Quoted passage =>

◆ ◆ ◆

Obama’s Farewell Address, Excerpts
10 Jan 2017
Our democracy won’t work without a sense that everyone has economic opportunity. Our economy doesn’t work as well or grow as fast when a few prosper at the expense of a growing middle class, and ladders for folks who want to get into the middle class.

Stark inequality is corrosive to our democratic idea. While the top 1 percent has amassed a bigger share of wealth and income, too many of our families in inner cities and in rural counties have been left behind. Convinced that the game is fixed against them. That their government only serves the interest of the powerful. That’s a recipe for more cynicism and polarization in our politics.

If every economic issue is framed as a struggle between a hardworking white middle class and an undeserving minority, then workers of all shades are going to be left fighting for scraps while the wealthy withdraw further into their private enclaves.

Britain's inequality map - stark and growing
02 Dec 2016
Andy Haldane, the Bank of England's chief economist is not only worried about the inequality of those on the lowest incomes versus the very rich, but also with those regions which have fallen behind in the race for economic growth since the financial crisis. Most concerning for a government which has pledged to make the economy work "for all" - which presumably means across geographies as well as income bands - is that the issue is becoming more acute.

UK one of the most unequal countries, says Oxfam
13 Sep 2016
The richest 1% of the UK population owns more than 20 times the wealth of the poorest fifth, according to Oxfam. That made Britain one of the most unequal countries in the developed world and contributed to the vote for Brexit, the charity said. The report said many people in the UK felt locked out of politics and economic opportunity. Rachael Orr, head of Oxfam's UK Program, said: "Inequality is a massive barrier to tackling poverty and has created an economy that clearly isn't working for everyone."

Wealth Over Work
23 Mar 2014
It seems safe to say that “Capital in the Twenty-First Century,” the magnum opus of the French economist Thomas Piketty, will be the most important economics book of the year — and maybe of the decade. Mr. Piketty, arguably the world’s leading expert on income and wealth inequality, does more than document the growing concentration of income in the hands of a small economic elite. He also makes a powerful case that we’re on the way back to “patrimonial capitalism,” in which the commanding heights of the economy are dominated not just by wealth, but also by inherited wealth, in which birth matters more than effort and talent.

◆ ◆ ◆

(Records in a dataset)
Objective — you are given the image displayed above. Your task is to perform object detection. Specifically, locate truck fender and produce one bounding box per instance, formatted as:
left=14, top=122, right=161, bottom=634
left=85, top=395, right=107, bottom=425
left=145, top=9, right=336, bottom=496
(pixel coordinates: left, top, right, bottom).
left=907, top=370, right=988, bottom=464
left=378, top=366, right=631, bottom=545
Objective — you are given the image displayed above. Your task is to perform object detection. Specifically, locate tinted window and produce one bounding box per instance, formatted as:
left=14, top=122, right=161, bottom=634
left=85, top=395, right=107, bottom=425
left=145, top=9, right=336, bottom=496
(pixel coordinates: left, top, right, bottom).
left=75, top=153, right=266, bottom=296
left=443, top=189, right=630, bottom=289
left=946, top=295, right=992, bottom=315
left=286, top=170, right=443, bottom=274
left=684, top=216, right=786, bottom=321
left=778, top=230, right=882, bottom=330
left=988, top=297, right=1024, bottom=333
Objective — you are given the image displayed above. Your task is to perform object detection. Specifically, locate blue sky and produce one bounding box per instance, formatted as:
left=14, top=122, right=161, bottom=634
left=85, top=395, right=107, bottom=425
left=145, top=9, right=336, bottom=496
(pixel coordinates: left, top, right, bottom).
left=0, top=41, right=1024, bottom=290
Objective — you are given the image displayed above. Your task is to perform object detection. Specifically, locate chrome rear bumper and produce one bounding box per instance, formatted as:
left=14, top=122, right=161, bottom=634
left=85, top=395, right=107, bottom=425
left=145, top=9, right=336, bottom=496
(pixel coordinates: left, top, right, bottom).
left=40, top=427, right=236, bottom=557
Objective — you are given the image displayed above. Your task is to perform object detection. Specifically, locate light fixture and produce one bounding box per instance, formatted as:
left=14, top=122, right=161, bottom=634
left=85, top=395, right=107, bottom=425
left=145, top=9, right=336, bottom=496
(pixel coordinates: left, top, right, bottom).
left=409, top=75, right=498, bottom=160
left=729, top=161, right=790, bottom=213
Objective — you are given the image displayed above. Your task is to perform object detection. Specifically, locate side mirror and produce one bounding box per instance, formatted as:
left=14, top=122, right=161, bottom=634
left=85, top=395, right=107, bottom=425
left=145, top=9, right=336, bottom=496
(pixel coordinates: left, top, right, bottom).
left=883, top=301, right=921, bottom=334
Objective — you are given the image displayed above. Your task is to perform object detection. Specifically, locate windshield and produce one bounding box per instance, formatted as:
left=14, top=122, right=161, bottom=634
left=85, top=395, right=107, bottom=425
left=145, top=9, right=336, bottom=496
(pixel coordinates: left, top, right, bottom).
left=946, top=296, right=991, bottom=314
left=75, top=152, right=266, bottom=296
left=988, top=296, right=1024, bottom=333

◆ ◆ ◆

Try it =>
In the inequality excerpts, rewrite the paragraph that begins "The richest 1% of the UK population" as a short bulleted list that keeps its main facts.

Solution for this exercise =>
- According to Oxfam, the richest 1% of the UK population owns more than 20 times the wealth of the poorest fifth.
- The charity said this made Britain one of the most unequal countries in the developed world and contributed to the Brexit vote.
- The report said many people in the UK felt locked out of politics and economic opportunity.
- Rachael Orr, head of Oxfam's UK Program, called inequality a massive barrier to tackling poverty that has created an economy not working for everyone.